[DATA LINES start]

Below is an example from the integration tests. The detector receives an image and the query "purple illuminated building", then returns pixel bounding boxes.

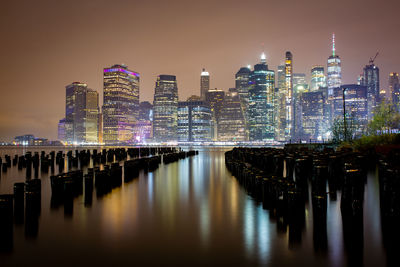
[103,65,139,145]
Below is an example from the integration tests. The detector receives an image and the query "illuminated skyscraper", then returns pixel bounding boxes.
[177,99,212,142]
[103,65,139,144]
[361,61,380,120]
[200,69,210,100]
[327,34,342,92]
[206,88,225,141]
[235,67,251,118]
[247,53,275,141]
[153,75,178,141]
[134,101,153,143]
[218,88,247,141]
[293,73,307,88]
[333,84,369,135]
[299,91,324,140]
[291,73,308,139]
[310,66,326,92]
[60,82,99,143]
[277,51,294,141]
[388,72,400,106]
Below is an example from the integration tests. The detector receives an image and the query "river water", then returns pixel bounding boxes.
[0,148,386,266]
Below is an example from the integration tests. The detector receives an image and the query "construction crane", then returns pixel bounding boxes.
[369,52,379,65]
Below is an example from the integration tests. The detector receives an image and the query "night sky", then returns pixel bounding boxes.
[0,0,400,141]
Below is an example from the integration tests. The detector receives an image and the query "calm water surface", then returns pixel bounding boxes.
[0,148,386,266]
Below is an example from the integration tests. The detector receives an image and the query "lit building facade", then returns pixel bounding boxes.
[103,65,140,145]
[63,82,99,143]
[387,72,400,108]
[299,91,325,140]
[276,51,295,141]
[177,100,212,142]
[327,34,342,93]
[235,67,251,119]
[218,88,247,142]
[361,62,380,119]
[293,73,307,88]
[310,66,326,92]
[247,53,275,141]
[206,88,225,141]
[153,75,178,142]
[134,101,153,143]
[57,118,66,142]
[200,69,210,100]
[333,84,368,135]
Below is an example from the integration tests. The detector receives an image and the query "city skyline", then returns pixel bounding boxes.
[0,1,400,140]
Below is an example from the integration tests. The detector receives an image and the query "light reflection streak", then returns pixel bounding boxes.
[243,199,255,258]
[257,207,271,264]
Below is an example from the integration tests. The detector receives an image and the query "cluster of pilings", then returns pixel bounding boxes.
[225,148,368,256]
[163,150,198,164]
[0,147,198,251]
[0,179,41,252]
[378,151,400,266]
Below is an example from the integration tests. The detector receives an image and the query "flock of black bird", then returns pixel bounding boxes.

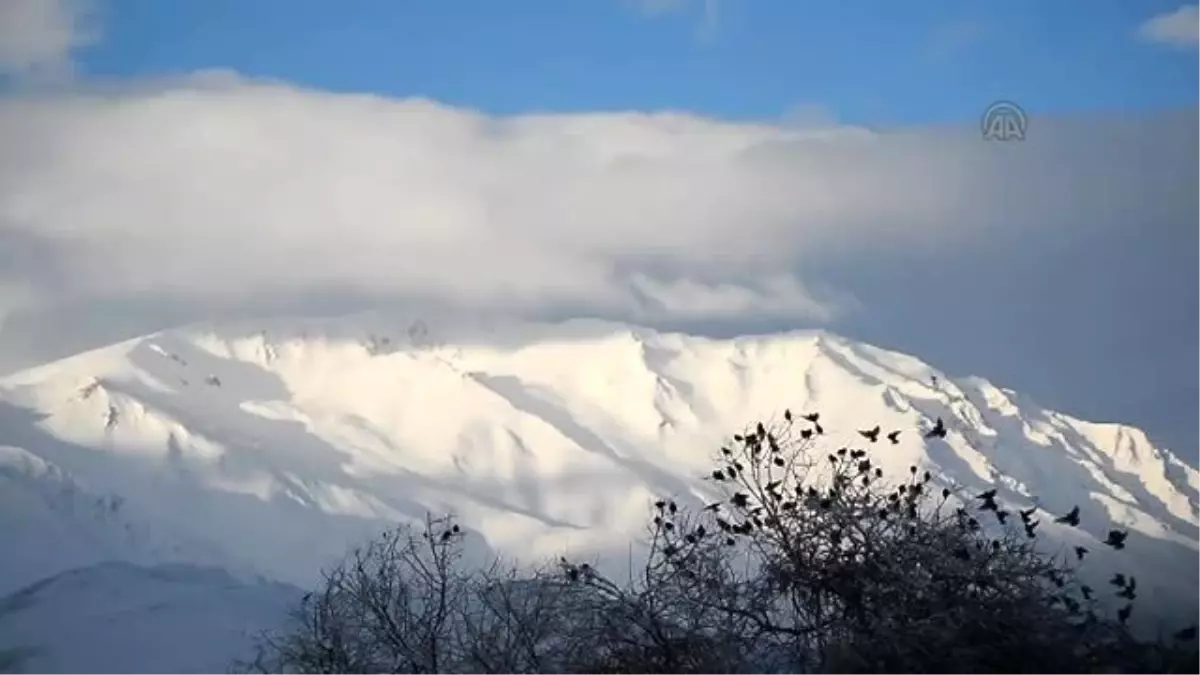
[654,403,1196,641]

[DATA LINES end]

● THE PROBLEM
Which lines of the listing contain the string "illuminated"? Return each of those lines, treating uppercase and lowercase as different.

● SOLUTION TO THE EXERCISE
Below is an example from the integration tests. The detector receives an image and the query "purple illuminated building", then returns pixel bounding boxes.
Below is an example from the integration tests. The detector receives an image and the query "illuminated skyscraper", then returns pixel bounding boxes.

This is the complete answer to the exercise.